# Given problem
Please return everything from the line containing "the index finger" down to the last line of the data below, word for word, with both of those lines included.

+++ Material to process

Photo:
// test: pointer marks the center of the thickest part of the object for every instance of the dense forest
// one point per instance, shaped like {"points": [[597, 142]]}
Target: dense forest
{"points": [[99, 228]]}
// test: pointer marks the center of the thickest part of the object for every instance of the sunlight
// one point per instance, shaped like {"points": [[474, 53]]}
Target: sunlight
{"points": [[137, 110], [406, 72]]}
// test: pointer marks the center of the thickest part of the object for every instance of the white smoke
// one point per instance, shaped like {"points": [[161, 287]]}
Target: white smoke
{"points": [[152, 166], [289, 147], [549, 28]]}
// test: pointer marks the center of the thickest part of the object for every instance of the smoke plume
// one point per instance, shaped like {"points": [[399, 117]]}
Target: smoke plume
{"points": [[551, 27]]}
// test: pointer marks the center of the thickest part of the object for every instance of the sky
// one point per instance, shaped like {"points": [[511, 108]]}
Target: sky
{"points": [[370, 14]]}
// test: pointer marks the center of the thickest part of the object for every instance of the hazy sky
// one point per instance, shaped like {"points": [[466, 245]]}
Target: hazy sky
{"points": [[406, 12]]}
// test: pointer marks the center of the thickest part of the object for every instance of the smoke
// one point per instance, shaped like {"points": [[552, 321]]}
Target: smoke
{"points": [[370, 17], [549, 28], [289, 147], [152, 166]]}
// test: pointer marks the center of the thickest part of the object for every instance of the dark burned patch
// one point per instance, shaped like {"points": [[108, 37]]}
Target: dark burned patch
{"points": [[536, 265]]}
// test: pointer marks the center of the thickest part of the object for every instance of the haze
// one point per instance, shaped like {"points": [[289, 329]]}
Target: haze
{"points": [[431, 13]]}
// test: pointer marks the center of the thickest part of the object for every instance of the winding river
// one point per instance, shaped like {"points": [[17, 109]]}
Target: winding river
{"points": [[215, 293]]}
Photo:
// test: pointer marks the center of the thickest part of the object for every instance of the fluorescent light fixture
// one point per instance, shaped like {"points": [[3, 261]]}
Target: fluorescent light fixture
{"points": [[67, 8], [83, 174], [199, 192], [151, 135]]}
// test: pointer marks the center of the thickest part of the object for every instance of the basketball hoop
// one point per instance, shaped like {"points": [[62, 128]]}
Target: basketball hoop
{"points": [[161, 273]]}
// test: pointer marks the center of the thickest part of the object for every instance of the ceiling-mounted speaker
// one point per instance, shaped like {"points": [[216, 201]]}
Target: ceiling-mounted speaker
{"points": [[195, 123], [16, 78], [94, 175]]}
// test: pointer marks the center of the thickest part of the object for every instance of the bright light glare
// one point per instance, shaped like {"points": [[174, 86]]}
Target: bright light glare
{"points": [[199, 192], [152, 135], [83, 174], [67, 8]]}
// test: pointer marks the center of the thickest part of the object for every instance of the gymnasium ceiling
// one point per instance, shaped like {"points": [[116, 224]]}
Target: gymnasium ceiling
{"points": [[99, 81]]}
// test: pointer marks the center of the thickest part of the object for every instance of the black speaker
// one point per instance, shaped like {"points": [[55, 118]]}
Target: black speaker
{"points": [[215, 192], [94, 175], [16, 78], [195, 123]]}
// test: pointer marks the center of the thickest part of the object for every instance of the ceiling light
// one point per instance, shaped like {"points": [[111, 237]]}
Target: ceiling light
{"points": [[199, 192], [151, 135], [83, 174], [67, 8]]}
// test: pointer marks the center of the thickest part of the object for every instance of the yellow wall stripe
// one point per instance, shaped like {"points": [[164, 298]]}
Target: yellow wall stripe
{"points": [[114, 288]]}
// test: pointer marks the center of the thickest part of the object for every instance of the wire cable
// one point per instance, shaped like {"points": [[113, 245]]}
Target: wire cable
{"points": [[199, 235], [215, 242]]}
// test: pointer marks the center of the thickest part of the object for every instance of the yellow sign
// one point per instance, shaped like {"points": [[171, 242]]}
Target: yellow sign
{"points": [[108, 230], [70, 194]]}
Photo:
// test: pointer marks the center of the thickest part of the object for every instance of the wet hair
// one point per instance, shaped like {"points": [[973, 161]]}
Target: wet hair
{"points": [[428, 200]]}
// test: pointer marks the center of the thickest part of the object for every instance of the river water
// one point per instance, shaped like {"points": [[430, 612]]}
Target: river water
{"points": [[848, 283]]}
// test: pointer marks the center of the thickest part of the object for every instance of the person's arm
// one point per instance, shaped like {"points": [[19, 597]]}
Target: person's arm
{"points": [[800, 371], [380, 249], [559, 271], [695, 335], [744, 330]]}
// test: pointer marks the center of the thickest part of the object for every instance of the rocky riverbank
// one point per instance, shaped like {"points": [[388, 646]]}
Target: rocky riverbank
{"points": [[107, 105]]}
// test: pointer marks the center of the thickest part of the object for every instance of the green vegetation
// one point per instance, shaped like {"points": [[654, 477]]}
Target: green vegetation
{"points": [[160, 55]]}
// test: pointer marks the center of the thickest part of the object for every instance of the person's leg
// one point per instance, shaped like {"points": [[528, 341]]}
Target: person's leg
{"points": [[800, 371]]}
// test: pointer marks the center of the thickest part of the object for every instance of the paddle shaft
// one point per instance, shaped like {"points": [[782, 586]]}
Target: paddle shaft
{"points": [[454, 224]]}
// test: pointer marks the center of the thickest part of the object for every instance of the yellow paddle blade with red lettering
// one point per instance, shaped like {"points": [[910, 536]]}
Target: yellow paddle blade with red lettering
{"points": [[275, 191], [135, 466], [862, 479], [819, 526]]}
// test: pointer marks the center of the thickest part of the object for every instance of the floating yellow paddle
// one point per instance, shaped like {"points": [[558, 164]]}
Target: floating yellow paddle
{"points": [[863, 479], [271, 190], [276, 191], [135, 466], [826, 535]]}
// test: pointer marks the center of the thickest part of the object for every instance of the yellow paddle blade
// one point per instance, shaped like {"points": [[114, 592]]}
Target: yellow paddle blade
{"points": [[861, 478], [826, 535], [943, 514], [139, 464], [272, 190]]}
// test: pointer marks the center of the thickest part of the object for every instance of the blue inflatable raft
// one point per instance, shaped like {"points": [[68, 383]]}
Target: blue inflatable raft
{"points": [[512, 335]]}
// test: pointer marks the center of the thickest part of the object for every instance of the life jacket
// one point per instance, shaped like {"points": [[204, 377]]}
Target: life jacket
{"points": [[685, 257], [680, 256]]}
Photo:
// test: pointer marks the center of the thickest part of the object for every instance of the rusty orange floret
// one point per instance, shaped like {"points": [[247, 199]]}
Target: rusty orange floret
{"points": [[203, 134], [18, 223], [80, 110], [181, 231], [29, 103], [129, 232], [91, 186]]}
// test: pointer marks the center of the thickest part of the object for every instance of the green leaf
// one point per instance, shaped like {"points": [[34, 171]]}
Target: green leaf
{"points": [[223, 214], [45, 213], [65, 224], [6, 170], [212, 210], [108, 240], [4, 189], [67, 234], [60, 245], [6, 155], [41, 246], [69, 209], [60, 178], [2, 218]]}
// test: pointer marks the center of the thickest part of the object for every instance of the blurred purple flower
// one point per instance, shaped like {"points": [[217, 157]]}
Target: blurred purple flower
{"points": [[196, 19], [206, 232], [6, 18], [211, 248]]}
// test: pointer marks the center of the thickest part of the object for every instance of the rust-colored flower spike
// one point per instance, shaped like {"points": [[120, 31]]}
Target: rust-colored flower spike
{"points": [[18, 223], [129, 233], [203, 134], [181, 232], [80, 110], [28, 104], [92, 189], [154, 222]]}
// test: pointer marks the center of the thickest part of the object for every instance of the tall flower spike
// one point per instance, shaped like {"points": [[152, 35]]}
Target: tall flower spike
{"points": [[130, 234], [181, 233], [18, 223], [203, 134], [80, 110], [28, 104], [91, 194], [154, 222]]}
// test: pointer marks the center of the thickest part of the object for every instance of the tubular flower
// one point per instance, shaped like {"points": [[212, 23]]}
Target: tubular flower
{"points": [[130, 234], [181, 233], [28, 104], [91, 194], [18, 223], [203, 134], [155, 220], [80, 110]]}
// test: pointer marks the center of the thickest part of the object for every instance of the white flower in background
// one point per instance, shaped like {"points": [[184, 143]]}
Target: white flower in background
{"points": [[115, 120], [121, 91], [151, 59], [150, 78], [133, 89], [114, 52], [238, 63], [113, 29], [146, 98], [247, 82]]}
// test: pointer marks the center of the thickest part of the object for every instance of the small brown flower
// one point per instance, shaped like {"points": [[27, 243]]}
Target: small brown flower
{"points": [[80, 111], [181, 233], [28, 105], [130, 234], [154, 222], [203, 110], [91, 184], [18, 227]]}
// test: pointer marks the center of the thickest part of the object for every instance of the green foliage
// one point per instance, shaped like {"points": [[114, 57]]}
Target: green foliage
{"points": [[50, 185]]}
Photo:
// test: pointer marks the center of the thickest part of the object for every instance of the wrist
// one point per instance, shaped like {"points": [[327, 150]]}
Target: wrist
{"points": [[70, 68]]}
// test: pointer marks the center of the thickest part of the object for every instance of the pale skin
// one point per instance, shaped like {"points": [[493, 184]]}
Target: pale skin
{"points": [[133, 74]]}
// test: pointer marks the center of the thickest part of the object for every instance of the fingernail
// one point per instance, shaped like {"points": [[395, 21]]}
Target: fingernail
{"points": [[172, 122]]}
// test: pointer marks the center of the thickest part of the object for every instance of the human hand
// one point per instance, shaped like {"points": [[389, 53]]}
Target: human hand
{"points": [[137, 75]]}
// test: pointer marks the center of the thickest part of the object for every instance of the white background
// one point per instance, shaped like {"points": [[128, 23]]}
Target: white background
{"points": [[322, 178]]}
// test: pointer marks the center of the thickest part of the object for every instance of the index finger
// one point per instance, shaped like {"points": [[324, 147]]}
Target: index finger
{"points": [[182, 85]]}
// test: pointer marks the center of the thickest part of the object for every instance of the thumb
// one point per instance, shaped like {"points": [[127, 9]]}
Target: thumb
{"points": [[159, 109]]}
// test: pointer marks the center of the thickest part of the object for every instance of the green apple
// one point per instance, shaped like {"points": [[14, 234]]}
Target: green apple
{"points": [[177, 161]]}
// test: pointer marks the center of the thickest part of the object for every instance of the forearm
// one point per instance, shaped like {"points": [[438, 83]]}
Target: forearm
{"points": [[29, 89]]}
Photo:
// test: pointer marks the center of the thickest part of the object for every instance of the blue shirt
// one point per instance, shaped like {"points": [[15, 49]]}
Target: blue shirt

++++++

# Solved exercise
// test: pointer marks the center of the thickest part of the object for every instance of the index finger
// one point per instance, shaped like {"points": [[324, 147]]}
Target: index finger
{"points": [[182, 85]]}
// test: pointer marks the center of the thickest part of the object for every instance of the thumb
// one point per instance, shaped like {"points": [[127, 9]]}
Target: thumb
{"points": [[159, 109]]}
// test: pointer marks the center of the thickest part of the object for every instance of the green apple
// one point per instance, shaped like {"points": [[14, 234]]}
Target: green apple
{"points": [[177, 161]]}
// test: pointer marks the center of the thickest part of the object for every instance of the forearm
// one point per instance, shaped like {"points": [[438, 83]]}
Target: forearm
{"points": [[29, 89]]}
Photo:
// test: pointer marks the center of the thickest part of the object for every instance of the blue shirt
// one point per instance, shaped like {"points": [[15, 49]]}
Target: blue shirt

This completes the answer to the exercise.